====== INVOER ======
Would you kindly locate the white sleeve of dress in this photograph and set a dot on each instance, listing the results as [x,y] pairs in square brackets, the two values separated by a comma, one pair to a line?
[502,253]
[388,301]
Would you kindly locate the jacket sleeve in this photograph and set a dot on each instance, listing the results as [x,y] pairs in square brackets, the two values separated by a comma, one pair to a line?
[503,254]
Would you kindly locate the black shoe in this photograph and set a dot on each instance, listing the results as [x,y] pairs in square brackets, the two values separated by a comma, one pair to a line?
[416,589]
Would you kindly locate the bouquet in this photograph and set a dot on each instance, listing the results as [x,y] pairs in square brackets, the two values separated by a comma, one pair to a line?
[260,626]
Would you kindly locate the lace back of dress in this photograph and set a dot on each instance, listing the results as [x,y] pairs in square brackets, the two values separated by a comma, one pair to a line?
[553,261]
======
====== INVOER ======
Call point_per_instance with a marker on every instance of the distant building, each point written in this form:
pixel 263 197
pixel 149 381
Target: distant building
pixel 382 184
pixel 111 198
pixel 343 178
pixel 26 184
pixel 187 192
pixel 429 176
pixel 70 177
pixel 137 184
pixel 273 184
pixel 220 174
======
OPDRACHT:
Zoek in het materiaal hierboven elke regel waarin het woord "building" staat, en schrijf die regels over.

OPLOSSING:
Call point_per_instance with a marker on every instance of the distant building, each point written in this form:
Target: distant building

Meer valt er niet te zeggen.